SHORT PROBLEM - Starting from the line that contains "query | concrete wall", reproduce each line exactly through the end of the material, and include no other lines.

··· DATA PROVIDED ···

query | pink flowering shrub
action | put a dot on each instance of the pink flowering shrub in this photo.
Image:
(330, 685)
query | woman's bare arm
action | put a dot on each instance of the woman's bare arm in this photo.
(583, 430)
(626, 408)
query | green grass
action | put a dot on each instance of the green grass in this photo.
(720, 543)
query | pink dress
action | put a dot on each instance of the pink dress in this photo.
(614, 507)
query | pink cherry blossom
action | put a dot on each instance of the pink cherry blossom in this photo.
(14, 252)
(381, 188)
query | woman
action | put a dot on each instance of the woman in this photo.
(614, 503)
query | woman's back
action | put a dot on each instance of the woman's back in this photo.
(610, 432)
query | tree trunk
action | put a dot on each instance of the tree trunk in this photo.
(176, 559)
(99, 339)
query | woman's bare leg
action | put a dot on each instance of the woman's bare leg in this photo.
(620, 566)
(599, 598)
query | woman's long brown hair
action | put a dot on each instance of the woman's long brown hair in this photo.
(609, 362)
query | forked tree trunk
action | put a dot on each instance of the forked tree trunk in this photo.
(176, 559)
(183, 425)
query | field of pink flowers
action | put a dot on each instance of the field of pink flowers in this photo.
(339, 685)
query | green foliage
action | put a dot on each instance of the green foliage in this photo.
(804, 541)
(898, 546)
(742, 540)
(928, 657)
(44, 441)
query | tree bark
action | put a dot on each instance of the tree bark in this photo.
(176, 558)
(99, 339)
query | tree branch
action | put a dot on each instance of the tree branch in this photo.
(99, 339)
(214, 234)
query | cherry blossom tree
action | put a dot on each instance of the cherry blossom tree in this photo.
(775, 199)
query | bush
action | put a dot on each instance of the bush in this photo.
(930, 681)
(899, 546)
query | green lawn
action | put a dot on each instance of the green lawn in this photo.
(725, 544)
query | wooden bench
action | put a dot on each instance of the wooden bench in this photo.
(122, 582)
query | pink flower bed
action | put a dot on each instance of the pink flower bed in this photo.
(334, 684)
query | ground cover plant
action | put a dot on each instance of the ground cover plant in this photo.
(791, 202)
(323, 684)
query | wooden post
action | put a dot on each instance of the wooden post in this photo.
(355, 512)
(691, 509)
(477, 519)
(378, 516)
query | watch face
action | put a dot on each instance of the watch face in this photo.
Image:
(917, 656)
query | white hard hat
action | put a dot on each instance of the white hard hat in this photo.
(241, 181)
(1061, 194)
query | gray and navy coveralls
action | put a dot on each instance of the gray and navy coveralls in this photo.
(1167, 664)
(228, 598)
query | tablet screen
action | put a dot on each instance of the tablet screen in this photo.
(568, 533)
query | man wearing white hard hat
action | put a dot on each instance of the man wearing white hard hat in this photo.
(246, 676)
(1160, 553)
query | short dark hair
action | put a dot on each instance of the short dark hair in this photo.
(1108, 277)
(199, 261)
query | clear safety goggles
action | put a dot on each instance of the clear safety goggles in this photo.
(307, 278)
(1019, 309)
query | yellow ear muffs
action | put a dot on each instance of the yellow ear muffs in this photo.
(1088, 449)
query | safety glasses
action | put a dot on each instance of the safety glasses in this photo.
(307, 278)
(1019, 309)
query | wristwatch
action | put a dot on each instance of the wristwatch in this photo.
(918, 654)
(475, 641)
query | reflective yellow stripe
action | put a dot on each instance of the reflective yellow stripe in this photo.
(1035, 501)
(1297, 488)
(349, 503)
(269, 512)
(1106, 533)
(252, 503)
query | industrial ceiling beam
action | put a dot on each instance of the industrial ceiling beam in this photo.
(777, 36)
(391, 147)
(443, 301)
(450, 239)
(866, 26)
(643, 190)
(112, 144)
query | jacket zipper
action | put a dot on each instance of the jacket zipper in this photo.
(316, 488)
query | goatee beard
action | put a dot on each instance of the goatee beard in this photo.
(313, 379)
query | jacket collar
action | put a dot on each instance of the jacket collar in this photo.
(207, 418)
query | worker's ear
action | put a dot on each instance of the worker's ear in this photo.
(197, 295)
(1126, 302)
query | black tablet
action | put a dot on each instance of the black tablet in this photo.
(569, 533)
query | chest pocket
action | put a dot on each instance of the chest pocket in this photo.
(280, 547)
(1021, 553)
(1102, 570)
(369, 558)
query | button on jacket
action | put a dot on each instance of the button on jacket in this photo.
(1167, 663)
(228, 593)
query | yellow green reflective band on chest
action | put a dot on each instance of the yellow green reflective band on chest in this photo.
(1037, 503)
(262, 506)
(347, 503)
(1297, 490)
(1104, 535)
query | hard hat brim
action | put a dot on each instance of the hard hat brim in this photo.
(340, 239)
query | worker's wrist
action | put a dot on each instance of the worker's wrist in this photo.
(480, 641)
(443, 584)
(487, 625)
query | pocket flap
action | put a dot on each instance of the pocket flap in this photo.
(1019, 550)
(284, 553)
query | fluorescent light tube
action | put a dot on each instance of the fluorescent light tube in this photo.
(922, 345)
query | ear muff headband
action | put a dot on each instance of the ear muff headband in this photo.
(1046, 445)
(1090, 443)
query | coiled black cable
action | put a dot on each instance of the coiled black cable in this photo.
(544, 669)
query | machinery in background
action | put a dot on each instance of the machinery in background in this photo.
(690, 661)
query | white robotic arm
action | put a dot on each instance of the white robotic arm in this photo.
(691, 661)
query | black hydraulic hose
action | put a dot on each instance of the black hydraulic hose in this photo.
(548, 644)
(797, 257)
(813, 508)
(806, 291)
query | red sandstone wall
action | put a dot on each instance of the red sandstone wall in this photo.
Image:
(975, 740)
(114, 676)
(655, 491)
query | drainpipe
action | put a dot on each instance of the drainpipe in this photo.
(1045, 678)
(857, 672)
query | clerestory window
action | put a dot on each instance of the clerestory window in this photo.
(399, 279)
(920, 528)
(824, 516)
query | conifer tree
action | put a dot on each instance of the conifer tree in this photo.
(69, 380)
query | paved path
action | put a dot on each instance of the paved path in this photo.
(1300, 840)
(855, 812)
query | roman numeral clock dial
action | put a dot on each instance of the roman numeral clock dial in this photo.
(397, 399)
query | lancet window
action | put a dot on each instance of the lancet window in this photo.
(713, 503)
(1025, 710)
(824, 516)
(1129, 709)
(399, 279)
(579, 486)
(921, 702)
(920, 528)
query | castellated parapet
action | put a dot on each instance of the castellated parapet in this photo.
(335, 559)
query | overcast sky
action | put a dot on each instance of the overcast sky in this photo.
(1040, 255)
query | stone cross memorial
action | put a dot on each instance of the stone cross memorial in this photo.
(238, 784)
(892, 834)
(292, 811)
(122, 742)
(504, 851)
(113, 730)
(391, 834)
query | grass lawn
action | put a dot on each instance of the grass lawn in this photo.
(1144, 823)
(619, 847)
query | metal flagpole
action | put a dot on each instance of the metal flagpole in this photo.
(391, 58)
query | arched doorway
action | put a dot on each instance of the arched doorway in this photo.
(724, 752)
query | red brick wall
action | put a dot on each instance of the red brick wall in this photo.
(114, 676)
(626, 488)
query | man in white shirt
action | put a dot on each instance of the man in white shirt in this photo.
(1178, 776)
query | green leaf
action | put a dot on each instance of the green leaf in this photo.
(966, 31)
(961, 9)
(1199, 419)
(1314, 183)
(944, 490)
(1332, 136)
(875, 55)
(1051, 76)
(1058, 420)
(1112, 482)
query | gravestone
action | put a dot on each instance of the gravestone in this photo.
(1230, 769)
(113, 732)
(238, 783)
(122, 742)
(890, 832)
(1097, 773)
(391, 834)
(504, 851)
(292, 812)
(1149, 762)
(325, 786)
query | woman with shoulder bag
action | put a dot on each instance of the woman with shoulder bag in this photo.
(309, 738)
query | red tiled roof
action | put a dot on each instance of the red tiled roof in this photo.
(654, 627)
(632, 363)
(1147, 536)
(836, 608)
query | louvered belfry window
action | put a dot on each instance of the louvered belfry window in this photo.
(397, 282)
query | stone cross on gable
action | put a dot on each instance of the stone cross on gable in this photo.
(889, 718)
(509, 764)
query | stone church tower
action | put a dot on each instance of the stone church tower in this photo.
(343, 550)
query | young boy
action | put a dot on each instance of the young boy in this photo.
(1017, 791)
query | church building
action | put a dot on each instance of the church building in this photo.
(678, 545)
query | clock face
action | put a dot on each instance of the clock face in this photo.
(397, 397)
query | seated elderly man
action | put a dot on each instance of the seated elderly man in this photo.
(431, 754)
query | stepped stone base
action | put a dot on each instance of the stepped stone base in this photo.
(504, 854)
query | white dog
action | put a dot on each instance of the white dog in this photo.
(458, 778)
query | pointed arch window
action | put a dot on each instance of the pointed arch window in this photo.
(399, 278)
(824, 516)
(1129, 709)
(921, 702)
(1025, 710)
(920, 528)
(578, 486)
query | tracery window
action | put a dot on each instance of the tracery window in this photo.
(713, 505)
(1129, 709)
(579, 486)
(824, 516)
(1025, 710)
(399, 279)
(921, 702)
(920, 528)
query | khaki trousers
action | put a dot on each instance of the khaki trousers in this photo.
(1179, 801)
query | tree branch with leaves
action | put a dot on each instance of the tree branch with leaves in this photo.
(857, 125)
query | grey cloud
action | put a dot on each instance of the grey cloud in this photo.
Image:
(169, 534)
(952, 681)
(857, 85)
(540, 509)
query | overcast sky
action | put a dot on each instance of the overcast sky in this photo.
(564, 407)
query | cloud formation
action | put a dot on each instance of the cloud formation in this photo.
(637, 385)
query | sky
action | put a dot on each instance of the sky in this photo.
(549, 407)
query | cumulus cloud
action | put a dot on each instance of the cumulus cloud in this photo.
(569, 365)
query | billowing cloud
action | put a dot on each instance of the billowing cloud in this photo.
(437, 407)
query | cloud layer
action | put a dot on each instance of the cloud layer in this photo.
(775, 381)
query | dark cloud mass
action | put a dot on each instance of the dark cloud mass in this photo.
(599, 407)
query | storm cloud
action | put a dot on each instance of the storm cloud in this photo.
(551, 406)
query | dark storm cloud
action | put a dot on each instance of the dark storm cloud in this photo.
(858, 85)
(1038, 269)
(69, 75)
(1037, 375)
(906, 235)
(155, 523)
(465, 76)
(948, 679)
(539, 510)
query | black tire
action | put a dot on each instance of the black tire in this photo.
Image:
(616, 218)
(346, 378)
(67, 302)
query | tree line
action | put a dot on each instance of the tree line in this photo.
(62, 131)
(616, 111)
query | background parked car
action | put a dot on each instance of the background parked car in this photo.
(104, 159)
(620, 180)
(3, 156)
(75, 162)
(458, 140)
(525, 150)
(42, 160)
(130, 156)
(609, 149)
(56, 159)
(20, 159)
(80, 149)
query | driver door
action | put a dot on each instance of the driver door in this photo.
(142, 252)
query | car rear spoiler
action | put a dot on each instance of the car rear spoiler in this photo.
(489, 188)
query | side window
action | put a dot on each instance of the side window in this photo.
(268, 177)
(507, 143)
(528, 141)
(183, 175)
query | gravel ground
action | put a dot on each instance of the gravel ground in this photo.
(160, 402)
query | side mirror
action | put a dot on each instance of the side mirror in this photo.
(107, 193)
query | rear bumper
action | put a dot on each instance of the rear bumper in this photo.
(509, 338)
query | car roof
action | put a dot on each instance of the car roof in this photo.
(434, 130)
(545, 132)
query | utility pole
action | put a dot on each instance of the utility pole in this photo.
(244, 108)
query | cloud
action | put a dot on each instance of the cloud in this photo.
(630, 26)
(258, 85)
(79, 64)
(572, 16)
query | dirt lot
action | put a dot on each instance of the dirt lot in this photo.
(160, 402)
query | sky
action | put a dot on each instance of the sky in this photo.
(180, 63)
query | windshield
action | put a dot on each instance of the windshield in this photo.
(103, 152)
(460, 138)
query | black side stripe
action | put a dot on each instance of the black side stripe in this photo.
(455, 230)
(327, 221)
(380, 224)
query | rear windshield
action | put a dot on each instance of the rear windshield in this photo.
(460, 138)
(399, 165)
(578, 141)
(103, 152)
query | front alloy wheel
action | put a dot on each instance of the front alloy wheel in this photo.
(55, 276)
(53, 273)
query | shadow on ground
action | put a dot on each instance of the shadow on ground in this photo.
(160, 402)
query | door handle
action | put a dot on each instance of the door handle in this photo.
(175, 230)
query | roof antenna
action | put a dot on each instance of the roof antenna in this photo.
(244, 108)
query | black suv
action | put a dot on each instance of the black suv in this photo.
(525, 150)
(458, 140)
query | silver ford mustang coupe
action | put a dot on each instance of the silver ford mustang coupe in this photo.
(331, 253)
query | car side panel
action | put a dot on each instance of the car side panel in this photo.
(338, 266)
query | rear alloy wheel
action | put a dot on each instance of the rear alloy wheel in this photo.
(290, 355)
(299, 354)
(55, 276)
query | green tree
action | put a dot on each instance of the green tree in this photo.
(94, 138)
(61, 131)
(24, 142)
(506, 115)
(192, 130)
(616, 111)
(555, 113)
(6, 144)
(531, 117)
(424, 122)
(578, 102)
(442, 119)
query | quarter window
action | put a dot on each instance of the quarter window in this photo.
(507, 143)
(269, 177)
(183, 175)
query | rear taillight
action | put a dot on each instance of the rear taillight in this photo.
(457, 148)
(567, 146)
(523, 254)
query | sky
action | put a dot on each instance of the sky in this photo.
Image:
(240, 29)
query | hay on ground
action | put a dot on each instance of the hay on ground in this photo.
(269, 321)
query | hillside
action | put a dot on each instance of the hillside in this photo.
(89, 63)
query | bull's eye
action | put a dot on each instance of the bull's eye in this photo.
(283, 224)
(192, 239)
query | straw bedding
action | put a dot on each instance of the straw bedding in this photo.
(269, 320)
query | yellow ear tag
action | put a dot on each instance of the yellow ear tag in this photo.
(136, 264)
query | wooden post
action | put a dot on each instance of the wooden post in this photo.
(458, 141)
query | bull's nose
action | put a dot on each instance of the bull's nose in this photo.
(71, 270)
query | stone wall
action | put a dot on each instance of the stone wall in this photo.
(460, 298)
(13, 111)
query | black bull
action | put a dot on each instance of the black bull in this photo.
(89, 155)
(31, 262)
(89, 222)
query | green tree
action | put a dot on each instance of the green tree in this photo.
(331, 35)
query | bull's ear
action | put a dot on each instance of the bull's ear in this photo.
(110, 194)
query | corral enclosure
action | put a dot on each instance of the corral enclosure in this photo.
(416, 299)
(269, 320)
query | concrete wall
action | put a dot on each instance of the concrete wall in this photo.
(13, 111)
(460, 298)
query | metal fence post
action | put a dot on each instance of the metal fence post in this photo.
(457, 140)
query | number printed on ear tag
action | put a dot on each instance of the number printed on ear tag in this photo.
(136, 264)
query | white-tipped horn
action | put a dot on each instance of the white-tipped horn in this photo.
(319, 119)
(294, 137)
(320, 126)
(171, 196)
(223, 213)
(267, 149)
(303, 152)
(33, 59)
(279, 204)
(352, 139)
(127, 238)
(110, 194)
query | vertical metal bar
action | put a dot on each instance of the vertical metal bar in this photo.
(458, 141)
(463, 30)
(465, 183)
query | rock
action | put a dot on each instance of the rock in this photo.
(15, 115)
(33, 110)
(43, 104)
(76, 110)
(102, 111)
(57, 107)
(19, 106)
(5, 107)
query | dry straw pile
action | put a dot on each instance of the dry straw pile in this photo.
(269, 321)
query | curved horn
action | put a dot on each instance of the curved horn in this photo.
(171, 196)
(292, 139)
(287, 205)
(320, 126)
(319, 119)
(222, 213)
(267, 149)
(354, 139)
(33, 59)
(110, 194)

···

WRITTEN ANSWER -
query | concrete wall
action | put a dot on each instance of the concrete wall in this photo.
(13, 111)
(460, 298)
query | metal fence post
action | put a dot on each instance of the metal fence post in this photo.
(457, 140)
query | number printed on ear tag
action | put a dot on each instance of the number printed on ear tag in this photo.
(136, 264)
query | white-tipped horn
action | put a dot on each instance of the white-tipped horn in this photo.
(319, 119)
(294, 137)
(320, 126)
(171, 196)
(223, 213)
(267, 149)
(303, 152)
(33, 59)
(279, 204)
(352, 139)
(127, 238)
(110, 194)
query | vertical metal bar
action | put a dot on each instance of the vertical metal bar in this photo.
(458, 141)
(463, 30)
(465, 183)
query | rock
action | put a dot on each instance of the rock in this photo.
(15, 115)
(33, 110)
(43, 104)
(76, 110)
(102, 111)
(57, 107)
(19, 106)
(5, 107)
query | dry straw pile
action | put a dot on each instance of the dry straw pile in this photo.
(269, 321)
query | curved horn
action | put a dot on each instance of the curved horn in this photo.
(171, 196)
(292, 139)
(287, 205)
(320, 126)
(319, 119)
(222, 213)
(267, 149)
(354, 139)
(33, 59)
(110, 194)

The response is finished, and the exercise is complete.